#### WRITTEN REQUEST A
In the forum thread about McKenna Mendelson Mainline, where can Mike sometimes be caught playing?
#### WRITTEN REQUEST B
Using the forum thread about McKenna Mendelson Mainline, explain why the writer of the Feb 7, 2006 post wore out two Stink albums.
#### WRITTEN REQUEST C
From the forum thread about McKenna Mendelson Mainline, write out everything from "## Beatles (Feb" down to "(Feb 3, 2006)".

#### TEXT TO READ
Mike still plays around ( unfortunately I haven't seen him or talked with him for several years) and is always great to see a Canadian blues guitar legend when you can catch him.

Cheers
Pete


----------



## Beatles (Feb 7, 2006)

McKenna Mendelson Mainline. One of my all time favorite local bands. Used to go and see them any time I could. I was at a bar one night with a friend of mine ( don't recall the bar). We got pretty wasted. My friend was a Joe Mendelson fanatic. At the end of the night he we up to the stage and swiped one on Joe's mics (don't tel Joe). They were quite the band. Never stood up when they played, always sat down in chairs. I wore out two Stink albums from playing them so much. 

You can catch Mike the odd time playing at the Black Swan on the Danforth.


----------



## david henman (Feb 3, 2006)

Records from a collection

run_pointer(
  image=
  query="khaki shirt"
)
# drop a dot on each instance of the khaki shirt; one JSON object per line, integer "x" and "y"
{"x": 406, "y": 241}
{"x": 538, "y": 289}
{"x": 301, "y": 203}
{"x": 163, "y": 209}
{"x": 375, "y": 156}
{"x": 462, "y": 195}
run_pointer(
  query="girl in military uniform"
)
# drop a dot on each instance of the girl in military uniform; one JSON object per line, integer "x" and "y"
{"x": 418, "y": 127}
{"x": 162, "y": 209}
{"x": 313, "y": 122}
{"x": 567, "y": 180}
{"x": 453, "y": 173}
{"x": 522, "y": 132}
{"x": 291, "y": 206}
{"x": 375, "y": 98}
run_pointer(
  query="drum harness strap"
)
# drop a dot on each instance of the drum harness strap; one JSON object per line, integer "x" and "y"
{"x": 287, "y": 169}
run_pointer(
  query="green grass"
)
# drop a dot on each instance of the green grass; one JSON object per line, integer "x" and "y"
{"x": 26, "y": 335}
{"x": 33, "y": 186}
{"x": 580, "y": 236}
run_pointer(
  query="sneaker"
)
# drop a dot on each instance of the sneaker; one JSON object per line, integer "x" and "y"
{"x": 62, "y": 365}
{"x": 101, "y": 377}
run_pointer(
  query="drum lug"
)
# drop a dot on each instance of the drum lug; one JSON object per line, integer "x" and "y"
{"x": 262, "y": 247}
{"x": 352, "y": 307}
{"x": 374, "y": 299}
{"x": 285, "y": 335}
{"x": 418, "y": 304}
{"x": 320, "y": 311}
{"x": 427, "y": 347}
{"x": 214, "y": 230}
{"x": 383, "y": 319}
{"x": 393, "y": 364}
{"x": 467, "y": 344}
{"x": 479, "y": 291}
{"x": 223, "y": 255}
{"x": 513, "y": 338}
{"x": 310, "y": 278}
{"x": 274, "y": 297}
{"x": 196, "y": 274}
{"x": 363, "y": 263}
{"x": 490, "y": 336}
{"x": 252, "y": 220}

#### REPLY A
At the Black Swan on the Danforth.

#### REPLY B
The writer played them so much that both albums wore out.

#### REPLY C
## Beatles (Feb 7, 2006)

McKenna Mendelson Mainline. One of my all time favorite local bands. Used to go and see them any time I could. I was at a bar one night with a friend of mine ( don't recall the bar). We got pretty wasted. My friend was a Joe Mendelson fanatic. At the end of the night he we up to the stage and swiped one on Joe's mics (don't tel Joe). They were quite the band. Never stood up when they played, always sat down in chairs. I wore out two Stink albums from playing them so much. 

You can catch Mike the odd time playing at the Black Swan on the Danforth.


----------



## david henman (Feb 3, 2006)